KUTIPAN TEKS ->
Laporan Wartawan Tribunnews.com, Fransiskus Adhiyuda
TRIBUNNEWS.COM, JAKARTA - Sebanyak 113 tenaga honorer Pusat Riset Biologi Molekuler (PRBM) Eijkman, 71 di antaranya adalah tenaga honorer periset, tidak diperpanjang kontraknya atau diberhentikan.
Pemberhentian ini imbas dari adanya integrasi Lembaga Eijkman ke tubuh Badan Riset dan Inovasi Nasional (BRIN).
Wakil Ketua DPR RI Bidang Korkesra Abdul Muhaimin Iskandar mengatakan, pencopotan para periset Eijkman ini kortraproduktif dengan keinginan pemerintah untuk melakukan penguatan di bidang riset.
Karena itu, Gus Muhaimin meminta BRIN merangkul kembali semua peneliti Eijkman.

DATA TERSIMPAN ->
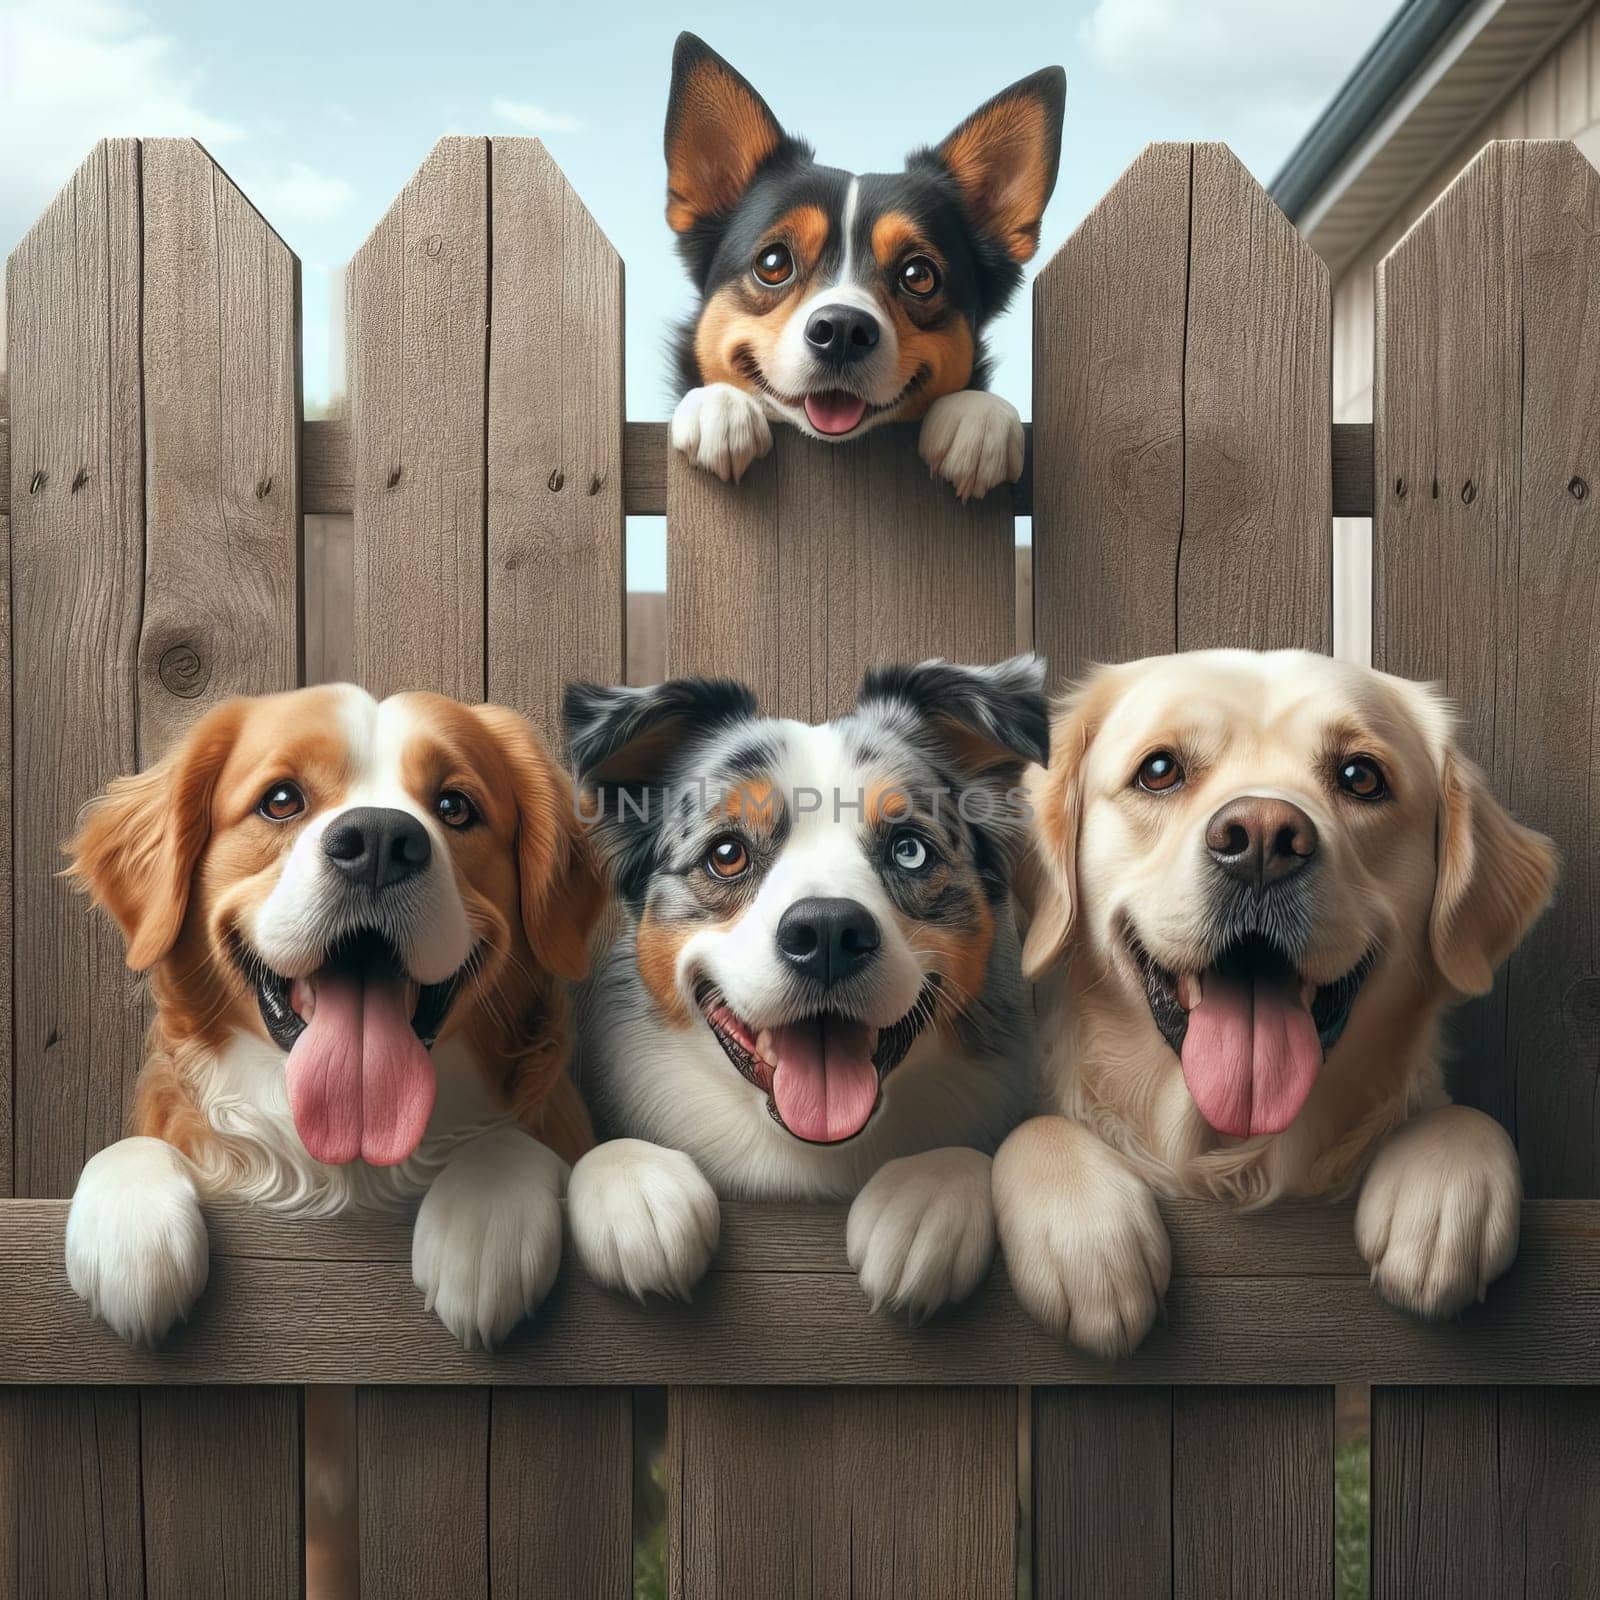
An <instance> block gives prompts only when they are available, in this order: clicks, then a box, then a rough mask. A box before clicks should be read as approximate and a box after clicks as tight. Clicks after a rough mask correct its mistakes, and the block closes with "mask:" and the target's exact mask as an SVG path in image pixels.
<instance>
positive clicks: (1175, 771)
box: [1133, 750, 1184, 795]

* * *

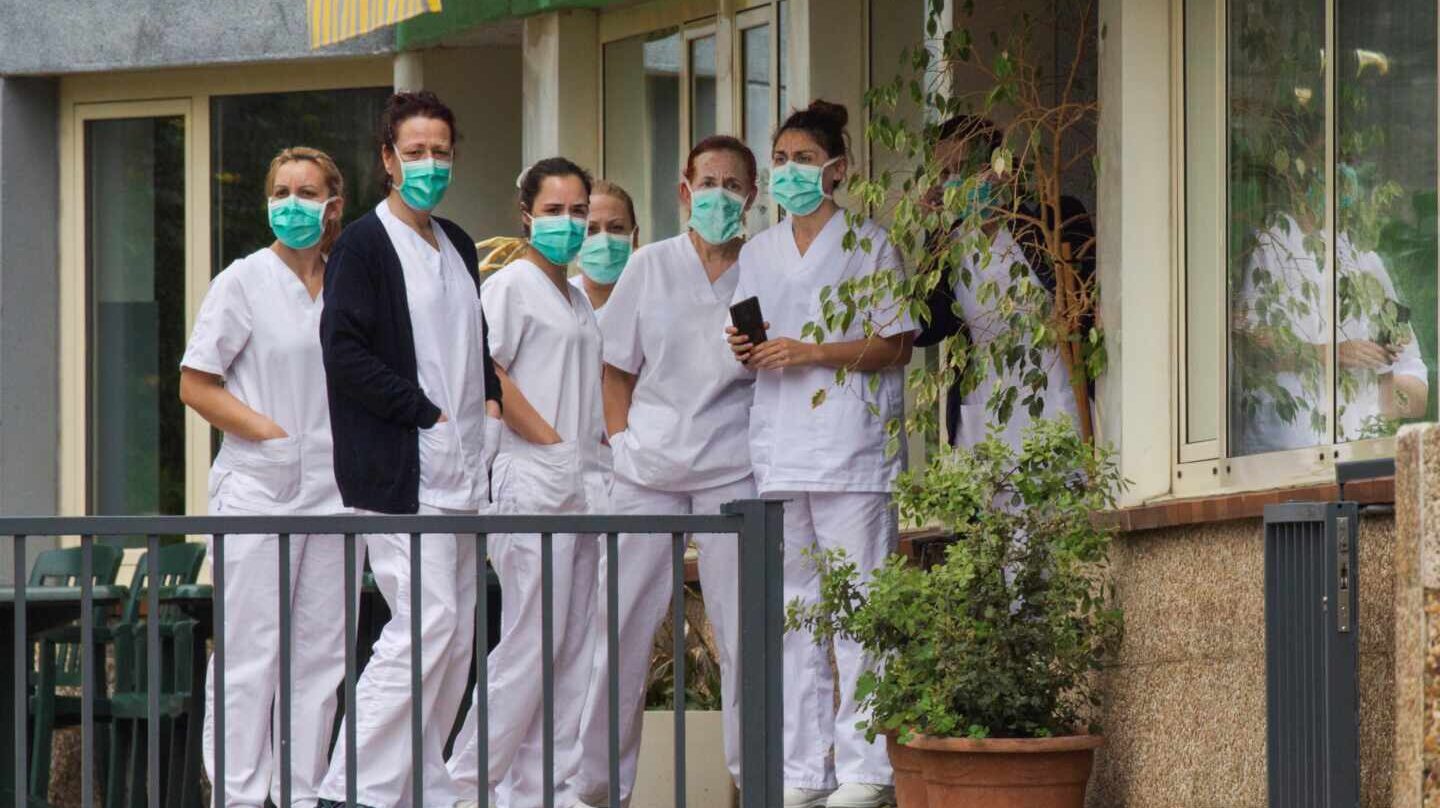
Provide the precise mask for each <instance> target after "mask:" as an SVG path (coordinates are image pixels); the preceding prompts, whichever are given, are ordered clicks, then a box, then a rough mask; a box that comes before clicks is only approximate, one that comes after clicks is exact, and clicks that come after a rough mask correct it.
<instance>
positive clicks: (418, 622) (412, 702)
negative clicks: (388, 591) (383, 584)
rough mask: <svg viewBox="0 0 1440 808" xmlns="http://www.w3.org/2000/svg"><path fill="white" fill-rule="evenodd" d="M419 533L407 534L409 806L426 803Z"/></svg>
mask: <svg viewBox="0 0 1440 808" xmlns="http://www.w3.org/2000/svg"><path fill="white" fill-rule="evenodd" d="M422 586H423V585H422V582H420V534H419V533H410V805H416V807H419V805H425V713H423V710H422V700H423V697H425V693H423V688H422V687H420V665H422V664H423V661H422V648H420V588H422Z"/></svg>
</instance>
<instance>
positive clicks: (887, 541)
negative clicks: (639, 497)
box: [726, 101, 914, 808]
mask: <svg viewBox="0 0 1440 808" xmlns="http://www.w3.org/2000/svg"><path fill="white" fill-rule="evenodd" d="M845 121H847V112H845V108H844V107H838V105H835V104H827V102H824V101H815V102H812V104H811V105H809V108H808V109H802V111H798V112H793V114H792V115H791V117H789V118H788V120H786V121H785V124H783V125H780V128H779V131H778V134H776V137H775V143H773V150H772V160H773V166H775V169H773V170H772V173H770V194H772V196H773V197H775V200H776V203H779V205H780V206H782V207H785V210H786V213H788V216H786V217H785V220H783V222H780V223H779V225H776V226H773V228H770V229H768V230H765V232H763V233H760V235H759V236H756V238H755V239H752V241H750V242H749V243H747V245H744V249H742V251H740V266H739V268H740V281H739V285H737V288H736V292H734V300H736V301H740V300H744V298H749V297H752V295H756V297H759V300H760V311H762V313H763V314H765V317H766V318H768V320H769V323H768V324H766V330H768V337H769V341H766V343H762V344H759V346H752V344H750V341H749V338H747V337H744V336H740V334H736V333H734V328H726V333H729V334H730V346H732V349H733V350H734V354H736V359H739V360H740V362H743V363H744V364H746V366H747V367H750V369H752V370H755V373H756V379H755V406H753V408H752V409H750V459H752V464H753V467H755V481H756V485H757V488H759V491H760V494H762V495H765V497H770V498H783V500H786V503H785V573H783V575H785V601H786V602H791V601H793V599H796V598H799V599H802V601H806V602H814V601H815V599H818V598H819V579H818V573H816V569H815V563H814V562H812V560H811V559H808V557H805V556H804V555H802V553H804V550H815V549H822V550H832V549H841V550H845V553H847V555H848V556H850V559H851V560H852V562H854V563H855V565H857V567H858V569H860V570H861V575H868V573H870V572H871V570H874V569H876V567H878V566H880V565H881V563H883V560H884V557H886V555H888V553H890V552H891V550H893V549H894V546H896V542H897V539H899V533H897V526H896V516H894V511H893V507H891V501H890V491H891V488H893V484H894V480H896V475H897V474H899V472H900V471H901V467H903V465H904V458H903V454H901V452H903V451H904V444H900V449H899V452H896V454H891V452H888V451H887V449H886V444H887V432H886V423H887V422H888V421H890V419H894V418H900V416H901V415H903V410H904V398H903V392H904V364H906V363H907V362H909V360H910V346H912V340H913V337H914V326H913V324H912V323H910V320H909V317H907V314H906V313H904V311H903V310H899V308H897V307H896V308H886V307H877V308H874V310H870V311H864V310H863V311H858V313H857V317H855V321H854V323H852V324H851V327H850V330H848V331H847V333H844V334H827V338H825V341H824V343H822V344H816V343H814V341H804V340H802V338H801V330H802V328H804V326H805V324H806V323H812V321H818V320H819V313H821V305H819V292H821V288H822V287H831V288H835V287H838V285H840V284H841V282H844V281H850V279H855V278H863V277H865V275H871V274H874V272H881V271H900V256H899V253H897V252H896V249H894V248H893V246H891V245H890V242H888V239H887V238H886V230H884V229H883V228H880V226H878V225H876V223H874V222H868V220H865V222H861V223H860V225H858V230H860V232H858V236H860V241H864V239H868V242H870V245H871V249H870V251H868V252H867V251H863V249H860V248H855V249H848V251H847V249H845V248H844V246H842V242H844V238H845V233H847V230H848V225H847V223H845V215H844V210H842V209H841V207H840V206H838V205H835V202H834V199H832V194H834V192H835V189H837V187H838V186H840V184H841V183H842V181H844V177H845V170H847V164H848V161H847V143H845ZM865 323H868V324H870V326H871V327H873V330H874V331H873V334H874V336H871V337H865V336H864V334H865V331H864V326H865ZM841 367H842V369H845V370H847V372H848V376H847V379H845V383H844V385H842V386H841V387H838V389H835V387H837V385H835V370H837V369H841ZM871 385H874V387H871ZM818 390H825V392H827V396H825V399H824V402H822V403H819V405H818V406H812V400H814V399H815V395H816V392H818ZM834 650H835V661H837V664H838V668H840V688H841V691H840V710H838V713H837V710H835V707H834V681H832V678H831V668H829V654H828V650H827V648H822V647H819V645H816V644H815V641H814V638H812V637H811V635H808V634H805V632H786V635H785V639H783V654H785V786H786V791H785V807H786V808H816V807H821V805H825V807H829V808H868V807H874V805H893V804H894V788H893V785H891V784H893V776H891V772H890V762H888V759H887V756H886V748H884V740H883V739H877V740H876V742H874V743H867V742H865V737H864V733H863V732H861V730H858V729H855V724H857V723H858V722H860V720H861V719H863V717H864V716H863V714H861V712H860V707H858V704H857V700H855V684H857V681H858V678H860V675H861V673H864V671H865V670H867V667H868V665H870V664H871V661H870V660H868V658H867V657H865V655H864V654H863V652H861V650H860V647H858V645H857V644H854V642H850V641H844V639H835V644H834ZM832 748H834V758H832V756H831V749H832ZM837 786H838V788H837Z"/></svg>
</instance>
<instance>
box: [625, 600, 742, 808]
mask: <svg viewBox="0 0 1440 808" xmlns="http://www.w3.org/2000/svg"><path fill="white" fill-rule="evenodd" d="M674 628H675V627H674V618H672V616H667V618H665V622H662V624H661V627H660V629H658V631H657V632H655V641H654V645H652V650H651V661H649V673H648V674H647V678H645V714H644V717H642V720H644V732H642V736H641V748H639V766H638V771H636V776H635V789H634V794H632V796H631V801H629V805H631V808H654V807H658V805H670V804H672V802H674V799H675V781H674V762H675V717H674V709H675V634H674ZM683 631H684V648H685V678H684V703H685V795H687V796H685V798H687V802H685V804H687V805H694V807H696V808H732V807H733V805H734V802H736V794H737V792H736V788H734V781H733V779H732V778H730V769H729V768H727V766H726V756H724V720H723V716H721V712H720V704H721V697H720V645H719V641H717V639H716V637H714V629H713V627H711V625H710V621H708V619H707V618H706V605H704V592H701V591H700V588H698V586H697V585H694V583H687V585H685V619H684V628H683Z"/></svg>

--

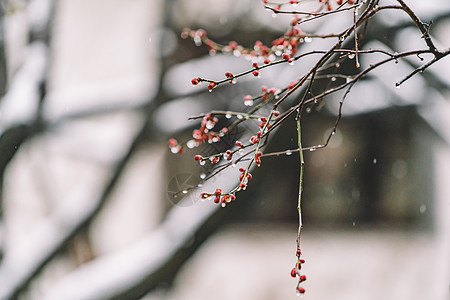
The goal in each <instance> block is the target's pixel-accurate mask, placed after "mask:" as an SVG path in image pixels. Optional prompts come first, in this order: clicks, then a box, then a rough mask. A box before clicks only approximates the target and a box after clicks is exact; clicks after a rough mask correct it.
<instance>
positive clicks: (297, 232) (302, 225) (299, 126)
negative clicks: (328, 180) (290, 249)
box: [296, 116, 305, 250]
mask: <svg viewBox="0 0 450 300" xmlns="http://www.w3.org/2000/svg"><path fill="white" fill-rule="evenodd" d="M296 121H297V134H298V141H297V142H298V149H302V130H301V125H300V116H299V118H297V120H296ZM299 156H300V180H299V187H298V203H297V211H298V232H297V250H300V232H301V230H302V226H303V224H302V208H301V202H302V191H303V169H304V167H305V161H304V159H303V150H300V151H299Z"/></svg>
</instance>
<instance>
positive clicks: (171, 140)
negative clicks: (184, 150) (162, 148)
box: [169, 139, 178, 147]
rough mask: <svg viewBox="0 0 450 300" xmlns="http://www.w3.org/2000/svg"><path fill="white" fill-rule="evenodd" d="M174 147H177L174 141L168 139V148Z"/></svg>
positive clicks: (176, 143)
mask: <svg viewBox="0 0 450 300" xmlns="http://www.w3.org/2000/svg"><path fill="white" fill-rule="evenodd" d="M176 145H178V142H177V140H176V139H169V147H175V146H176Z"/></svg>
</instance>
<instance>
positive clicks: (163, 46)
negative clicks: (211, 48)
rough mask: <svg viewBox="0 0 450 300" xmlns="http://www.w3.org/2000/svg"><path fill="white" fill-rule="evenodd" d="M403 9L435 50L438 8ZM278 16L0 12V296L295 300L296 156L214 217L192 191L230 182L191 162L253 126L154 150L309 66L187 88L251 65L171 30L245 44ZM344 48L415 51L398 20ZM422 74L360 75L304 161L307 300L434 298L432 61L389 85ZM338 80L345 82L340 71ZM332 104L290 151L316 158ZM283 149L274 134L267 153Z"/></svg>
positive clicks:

PERTANYAAN UNTUK DIJAWAB ->
(A) Sebutkan semua nama lembaga atau badan, kecuali media, yang disebut dalam berita tentang periset Eijkman, dengan ejaan yang sama seperti di teks.
(B) Salin ulang bagian berita tentang periset Eijkman yang dimulai pada kata-kata "Pemberhentian ini imbas" dan berakhir setelah "semua peneliti Eijkman.", lalu gantikan "peneliti" dengan "ilmuwan".
Catatan di atas tidak diperlukan untuk mengerjakan tugas.

JAWABAN PER NOMOR ->
(A) Pusat Riset Biologi Molekuler (PRBM) Eijkman; Lembaga Eijkman; Badan Riset dan Inovasi Nasional (BRIN); DPR RI

(B)
Pemberhentian ini imbas dari adanya integrasi Lembaga Eijkman ke tubuh Badan Riset dan Inovasi Nasional (BRIN).
Wakil Ketua DPR RI Bidang Korkesra Abdul Muhaimin Iskandar mengatakan, pencopotan para periset Eijkman ini kortraproduktif dengan keinginan pemerintah untuk melakukan penguatan di bidang riset.
Karena itu, Gus Muhaimin meminta BRIN merangkul kembali semua ilmuwan Eijkman.